## Exercise goal
Could you write out, word for word, only the lines from the one containing "Query: green label" through the last line of the data below?

(Records from a dataset)
_ _ _ _ _ _ _

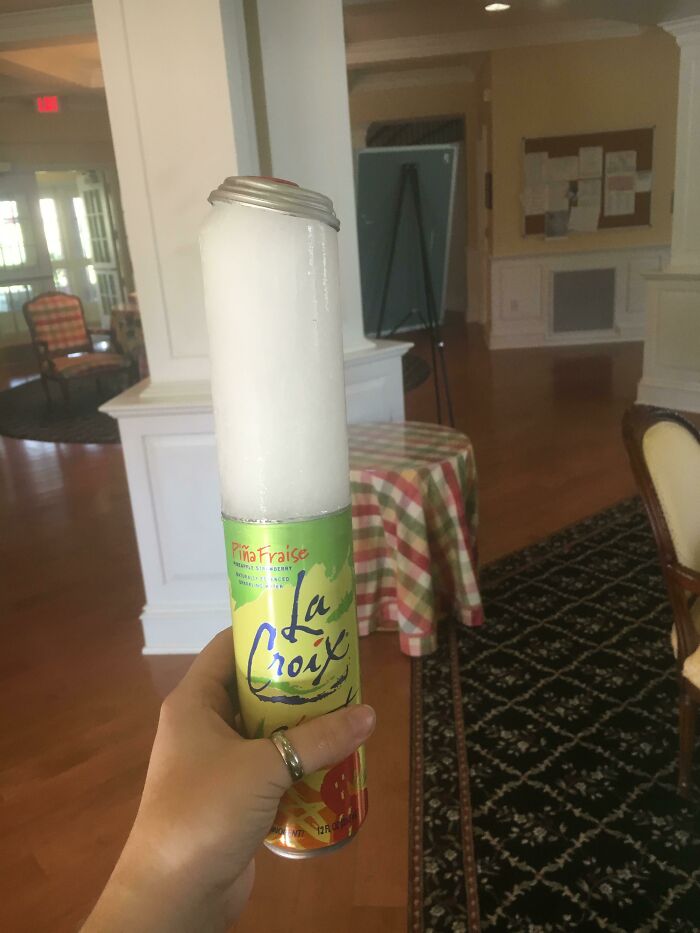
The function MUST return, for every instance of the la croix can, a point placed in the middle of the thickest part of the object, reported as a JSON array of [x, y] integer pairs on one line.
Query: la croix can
[[296, 647]]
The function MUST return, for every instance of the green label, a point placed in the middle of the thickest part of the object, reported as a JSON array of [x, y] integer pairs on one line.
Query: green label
[[294, 619]]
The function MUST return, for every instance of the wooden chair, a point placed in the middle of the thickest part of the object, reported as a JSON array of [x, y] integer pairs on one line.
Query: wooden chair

_ _ _ _ _ _ _

## Output below
Query: green label
[[294, 619]]
The function MUST return, for every instance of the wooden chair, a point placed in the middle of the thickest part of the object, reported as a JSON array of [x, y] integer pairs on one line.
Query: wooden chair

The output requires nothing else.